* Data for this exercise:
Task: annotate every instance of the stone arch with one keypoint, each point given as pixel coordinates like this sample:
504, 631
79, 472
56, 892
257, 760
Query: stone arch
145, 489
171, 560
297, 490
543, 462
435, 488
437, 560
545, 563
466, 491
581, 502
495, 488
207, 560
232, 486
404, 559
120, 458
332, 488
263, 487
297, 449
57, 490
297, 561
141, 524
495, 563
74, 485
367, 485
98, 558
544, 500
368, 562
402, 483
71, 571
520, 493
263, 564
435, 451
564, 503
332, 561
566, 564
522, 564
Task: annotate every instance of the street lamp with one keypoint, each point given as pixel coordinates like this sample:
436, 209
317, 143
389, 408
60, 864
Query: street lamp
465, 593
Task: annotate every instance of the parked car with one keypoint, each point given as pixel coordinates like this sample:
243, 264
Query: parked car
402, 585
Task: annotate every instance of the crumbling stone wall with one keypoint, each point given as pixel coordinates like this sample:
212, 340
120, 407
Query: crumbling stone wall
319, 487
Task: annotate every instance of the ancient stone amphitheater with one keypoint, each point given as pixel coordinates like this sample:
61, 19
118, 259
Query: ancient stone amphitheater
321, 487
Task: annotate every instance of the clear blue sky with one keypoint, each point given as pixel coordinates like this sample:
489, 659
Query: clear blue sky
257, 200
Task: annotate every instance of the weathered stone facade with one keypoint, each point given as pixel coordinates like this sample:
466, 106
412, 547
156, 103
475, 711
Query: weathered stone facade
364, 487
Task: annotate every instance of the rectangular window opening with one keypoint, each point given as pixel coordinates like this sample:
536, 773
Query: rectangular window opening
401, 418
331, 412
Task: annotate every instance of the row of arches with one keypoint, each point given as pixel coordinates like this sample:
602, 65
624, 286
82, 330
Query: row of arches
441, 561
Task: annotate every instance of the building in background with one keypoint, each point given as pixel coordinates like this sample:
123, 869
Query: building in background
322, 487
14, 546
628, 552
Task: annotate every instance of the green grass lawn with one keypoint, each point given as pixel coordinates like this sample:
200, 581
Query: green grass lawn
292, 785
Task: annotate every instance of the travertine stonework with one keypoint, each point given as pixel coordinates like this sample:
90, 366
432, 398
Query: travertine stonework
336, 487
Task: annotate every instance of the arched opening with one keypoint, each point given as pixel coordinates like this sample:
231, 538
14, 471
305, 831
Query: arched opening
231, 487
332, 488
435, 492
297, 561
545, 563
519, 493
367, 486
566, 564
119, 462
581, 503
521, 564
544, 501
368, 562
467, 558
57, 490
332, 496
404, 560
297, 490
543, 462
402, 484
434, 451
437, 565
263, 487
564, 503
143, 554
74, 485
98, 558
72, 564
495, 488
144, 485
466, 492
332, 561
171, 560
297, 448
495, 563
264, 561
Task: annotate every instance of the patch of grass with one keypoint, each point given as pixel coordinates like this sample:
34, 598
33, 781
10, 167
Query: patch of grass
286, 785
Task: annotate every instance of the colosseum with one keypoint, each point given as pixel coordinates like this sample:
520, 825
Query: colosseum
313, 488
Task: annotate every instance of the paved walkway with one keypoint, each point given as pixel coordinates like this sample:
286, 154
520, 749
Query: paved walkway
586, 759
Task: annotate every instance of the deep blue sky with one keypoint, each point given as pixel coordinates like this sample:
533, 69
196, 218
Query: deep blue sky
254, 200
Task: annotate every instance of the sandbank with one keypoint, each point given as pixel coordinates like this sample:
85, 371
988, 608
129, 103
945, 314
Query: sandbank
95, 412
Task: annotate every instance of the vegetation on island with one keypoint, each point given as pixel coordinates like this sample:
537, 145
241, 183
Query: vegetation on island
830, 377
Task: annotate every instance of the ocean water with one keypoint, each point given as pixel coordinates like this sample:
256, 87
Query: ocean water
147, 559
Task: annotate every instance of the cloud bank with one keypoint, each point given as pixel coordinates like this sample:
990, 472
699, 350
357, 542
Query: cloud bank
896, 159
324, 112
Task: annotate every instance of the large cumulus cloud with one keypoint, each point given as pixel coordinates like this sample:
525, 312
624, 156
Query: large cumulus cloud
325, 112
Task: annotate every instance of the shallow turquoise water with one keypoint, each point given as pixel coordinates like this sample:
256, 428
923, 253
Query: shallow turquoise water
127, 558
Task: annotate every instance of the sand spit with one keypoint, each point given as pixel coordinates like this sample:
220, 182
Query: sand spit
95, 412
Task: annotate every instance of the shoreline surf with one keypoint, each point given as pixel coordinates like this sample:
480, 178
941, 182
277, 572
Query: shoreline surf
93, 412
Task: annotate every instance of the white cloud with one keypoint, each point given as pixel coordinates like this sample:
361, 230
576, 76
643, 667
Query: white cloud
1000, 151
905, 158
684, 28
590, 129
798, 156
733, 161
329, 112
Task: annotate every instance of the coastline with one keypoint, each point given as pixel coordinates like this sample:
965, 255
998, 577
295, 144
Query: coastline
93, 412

--

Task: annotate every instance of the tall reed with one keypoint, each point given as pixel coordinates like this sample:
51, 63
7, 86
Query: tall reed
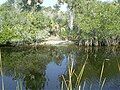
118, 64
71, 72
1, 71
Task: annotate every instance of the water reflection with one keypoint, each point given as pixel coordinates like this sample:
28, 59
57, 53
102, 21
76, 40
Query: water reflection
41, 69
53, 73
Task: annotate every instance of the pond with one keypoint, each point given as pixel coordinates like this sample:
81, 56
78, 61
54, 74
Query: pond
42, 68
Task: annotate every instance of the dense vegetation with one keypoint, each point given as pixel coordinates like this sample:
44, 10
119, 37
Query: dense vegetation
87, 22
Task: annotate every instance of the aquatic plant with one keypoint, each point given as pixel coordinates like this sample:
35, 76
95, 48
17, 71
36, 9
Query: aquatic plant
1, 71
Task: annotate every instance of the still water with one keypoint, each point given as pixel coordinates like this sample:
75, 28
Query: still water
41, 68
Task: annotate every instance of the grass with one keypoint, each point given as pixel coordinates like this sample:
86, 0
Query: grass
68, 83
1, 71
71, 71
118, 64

* What to produce:
Extract each line of the items above that contains the string "wall", treating uppercase and lowercase letters as distinct.

* Task output:
Task: annotate every instance of the crumbling stone wall with one keypoint, each point given as pixel coordinates like this sample:
Query: crumbling stone wall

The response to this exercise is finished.